══ PROVIDED PASSAGE ══

Benchmarks show that these agents replicate both the original paper findings and handle unseen queries, indicating robust reproducibility and adaptability.
4. Validation and Testing
Reliability is achieved via a multi-stage validation strategy:
- After tool extraction, a dedicated test-verifier-improver agent iteratively runs both canonical tutorial queries and additional, curated test cases.
- Outputs are checked against known references; only those passing all test cases are exposed as MCP tools.
- Agents embed links to original code for transparency and operate within pre-configured environments to enforce exact dependency resolution.
- This methodology ensures that the delivered agent cannot diverge from the original research implementation, reducing the risk of incorrect or hallucinated results.
Evaluation in case studies demonstrates that outputs are either exact matches or, if not possible, excluded from the deployable MCP toolkit.
5. Technical Details
The transformation pipeline is managed by multiple specialized sub-agents:
- Environment-manager agent: Prepares dependencies and environment images for reproducibility.
- Tutorial-scanner agent: Identifies and collects representative tutorial code and educational artifacts.
- Tutorial-tool-extractor-implementor agent: Parameterizes and modularizes tutorial code into discrete tools.

═══

Resume the text about converting research tutorials into MCP tools, starting after its final line. The data that comes next has no connection to the text about converting research tutorials into MCP tools.

══ DATA EXTRACTS ══

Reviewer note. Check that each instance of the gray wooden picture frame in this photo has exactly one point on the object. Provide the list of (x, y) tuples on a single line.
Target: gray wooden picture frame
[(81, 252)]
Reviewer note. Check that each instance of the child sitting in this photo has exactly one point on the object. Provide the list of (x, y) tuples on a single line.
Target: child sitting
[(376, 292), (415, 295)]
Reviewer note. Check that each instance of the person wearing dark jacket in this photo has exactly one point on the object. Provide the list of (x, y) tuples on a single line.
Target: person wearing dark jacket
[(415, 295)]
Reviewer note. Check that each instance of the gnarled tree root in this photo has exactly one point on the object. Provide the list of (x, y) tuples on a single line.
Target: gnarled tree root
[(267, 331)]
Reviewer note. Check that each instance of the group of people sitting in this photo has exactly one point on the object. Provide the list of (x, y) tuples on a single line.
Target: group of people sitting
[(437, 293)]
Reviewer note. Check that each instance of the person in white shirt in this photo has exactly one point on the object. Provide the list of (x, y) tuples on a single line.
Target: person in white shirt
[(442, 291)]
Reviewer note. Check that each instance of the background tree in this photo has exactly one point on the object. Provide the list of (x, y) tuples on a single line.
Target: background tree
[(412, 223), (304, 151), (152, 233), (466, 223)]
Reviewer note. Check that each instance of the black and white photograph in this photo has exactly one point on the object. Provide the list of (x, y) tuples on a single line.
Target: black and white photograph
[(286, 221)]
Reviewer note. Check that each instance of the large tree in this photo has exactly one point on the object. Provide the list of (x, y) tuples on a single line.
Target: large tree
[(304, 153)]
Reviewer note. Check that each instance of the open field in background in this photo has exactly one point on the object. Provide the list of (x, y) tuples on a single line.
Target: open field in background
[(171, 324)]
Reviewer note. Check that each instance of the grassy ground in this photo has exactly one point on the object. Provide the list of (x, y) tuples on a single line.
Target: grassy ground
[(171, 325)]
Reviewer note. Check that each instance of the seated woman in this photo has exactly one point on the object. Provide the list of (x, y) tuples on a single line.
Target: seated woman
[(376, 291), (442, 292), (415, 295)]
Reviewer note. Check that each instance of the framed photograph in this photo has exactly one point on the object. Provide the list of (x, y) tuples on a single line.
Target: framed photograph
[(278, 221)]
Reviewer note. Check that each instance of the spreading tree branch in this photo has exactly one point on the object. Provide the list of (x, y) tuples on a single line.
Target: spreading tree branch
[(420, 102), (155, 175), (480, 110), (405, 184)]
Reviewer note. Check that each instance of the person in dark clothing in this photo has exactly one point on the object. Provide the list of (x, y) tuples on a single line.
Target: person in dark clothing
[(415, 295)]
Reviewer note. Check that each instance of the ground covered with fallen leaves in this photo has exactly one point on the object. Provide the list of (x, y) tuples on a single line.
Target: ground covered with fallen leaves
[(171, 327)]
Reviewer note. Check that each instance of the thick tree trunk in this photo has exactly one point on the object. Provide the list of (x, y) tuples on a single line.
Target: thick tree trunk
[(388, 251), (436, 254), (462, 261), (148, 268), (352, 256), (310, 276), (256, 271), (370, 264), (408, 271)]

═══

## TASK ANSWER
- Test-verifier-improver agent: Iteratively tests and improves tool wrappers, ensuring functionality until reference results are matched.
The final deployment connects the MCP server to a chat-like interface. Users submit queries, which are interpreted and mapped to sequences of MCP tool calls and workflows specified in MCP Prompts. The design supports both step-by-step and end-to-end execution, as well as transparent documentation for each step through structured resources in MCP.
A high-level pseudo-code organization:
1 2 3 4 5 6 7 8 9 |
For each research paper: 1. Download manuscript and codebase. 2. Prepare environment with Environment-manager agent. 3. Identify tutorials with Tutorial-scanner agent. 4. For each tutorial: a. Extract tool with Tutorial-tool-extractor-implementor agent. b. Run test cases with Test-verifier-improver agent. 5. Aggregate all validated tools and workflows into MCP. 6. Deploy MCP server and link to a conversational agent. |
6. Impact and Future Directions
Paper2Agent introduces a new paradigm for scientific knowledge dissemination:
- By converting traditional papers into active, programmable agents, it reduces barriers to method adoption and reproducibility.
- Scientists interact directly with the underlying algorithms without manual environment setup or ambiguous code adaptation.
- Broader impact includes facilitating AI-driven scientific exploration, collaborative workflows among “AI co-scientists,” and reducing the likelihood of irreproducible research claims.
Planned future directions include extending agentification to data- and discovery-focused papers, synthesizing multiple paper agents into unified interfaces, and automating even more rigorous benchmark-driven validation (e.g., with LLM-as-judge frameworks). The possibility of an “agent availability” statement for published works signals an evolution in the standard of research dissemination, potentially making dynamic agent delivery a norm alongside data and code availability.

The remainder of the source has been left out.